* **DOCUMENTO**:

++++

|
Texto Anterior | Próximo Texto | Índice
CELSO PINTO
A crise sobe um patamar
A sensação de que o assalto aos
cofres federais tornou-se incontrolável fez a crise no câmbio subir mais um degrau. O dólar superou a barreira psicológica de
R$ 1,90, o Banco Central vendeu
dólares pela primeira vez desde
maio e anunciou duas medidas
para atrair moeda forte.
O problema é que existe uma
forte crise de confiança política.
Num regime de câmbio flutuante,
crises desse tipo se transmitem, de
imediato, para a taxa de câmbio.
A subida da taxa, por sua vez,
funciona como uma confirmação
das piores expectativas, o que leva
mais gente a comprar dólares, aumentando a pressão, as cotações e
a crise.
A piora na percepção política
vem crescendo desde julho.
Quando o Congresso voltou do recesso, o tiroteio dos aliados deixou claro que seria difícil votar as
reformas. O que vem acontecendo
desde o locaute dos caminhoneiros, contudo, vai além das dúvidas sobre as reformas.
De um lado, ficou marcada a leniência do governo federal com o
rombo de R$ 6 bilhões no Banco
do Brasil, gerado pelos precatórios da cidade de São Paulo, e
com a dívida de R$ 514,9 milhões
de Santa Catarina com a previdência. De outro, a fragilidade de
Brasília em aceitar pressões: primeiro dos caminhoneiros, agora
dos ruralistas.
O Congresso pressiona por aumentos nos seus salários. Se o fizer via elevação no teto, gerará
aumentos em cascata em todos os
níveis de governo.
A leitura que fica é que, impopular e fraco, o governo se tornou
vulnerável a pressões sobre seus
cofres, de políticos e de setores organizados. Lembra os piores momentos do governo Sarney.
Essa percepção de que está
aberta a temporada de caça ao
cofre da "viúva" vai mais longe
do que a discussão das reformas.

++++

* **LINHAS DE DADOS**:
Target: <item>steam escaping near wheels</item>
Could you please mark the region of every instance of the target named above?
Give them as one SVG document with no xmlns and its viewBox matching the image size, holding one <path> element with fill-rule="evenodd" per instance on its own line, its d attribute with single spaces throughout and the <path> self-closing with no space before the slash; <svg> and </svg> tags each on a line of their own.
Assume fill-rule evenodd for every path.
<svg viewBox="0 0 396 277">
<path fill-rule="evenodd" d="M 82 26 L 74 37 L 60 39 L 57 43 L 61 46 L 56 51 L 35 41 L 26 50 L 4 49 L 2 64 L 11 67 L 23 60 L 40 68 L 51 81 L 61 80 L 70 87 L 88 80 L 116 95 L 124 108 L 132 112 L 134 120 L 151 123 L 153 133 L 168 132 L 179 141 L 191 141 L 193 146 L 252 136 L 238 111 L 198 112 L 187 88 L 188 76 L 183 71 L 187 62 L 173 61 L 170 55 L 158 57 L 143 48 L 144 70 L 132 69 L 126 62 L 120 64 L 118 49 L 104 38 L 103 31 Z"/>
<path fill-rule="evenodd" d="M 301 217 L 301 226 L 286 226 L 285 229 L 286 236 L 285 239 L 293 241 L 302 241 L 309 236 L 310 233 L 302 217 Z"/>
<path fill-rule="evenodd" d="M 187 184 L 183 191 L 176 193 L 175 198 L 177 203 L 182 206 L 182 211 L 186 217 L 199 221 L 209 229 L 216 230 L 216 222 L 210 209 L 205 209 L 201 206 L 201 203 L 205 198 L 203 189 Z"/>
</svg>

++++

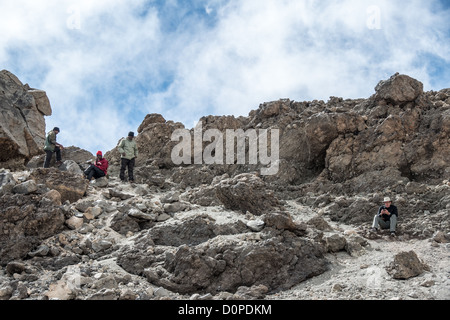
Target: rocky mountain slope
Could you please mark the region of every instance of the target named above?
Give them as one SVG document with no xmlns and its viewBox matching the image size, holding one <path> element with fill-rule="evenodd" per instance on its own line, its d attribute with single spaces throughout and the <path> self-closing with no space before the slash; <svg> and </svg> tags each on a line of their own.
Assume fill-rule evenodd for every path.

++++

* **TAREFA PROPOSTA**:
Retome, por favor, a coluna sobre a crise no câmbio e escreva o que vem depois da última frase.

* **RESPOSTA DO EXERCÍCIO**:
Não basta, para reverter as dúvidas, apenas sinais positivos, por
exemplo, em relação à lei de responsabilidade fiscal ou ao pacote
do INSS.
A dinâmica do mercado vinha
sendo alimentada, basicamente,
por procura de "hedge": posições
no mercado futuro de dólar, ou
em títulos cambiais do governo,
para proteção contra uma desvalorização futura mais forte. A subida persistente do câmbio, contudo, tem levado a um movimento, ainda pequeno, de fuga de capital.
Não é algo parecido ao que havia no câmbio fixo, quando o dinheiro saía em busca de arbitragem externa, contando com câmbio estável na volta. Agora, a saída de capital vem da rejeição do
"risco Brasil".
Em situações de nervosismo de
mercado, abrem-se, também,
oportunidades especulativas. Ontem de manhã, um grande grupo
nacional comprou "hedge" pesado, que um banco calcula em até
US$ 400 milhões. Outros bancos
foram atrás, sabendo que o câmbio iria subir e haveria ganhos a
realizar.
O BC vinha evitando intervir,
por três razões. A primeira é que
acha que faz sentido o dólar subir
além de R$ 1,75, porque a balança
está reagindo muito devagar, o
ambiente externo piorou e as incertezas políticas aumentaram.
A segunda é que o BC via os excessos como temporários e reversíveis. Vinham de um "mau humor" do mercado, em boa medida infundado. A razão central seria a dúvida sobre a capacidade
de ajuste fiscal no próximo ano.
Portanto, na hora em que o governo anunciasse um Orçamento
factível, garantindo o superávit
primário, as expectativas seriam
revertidas.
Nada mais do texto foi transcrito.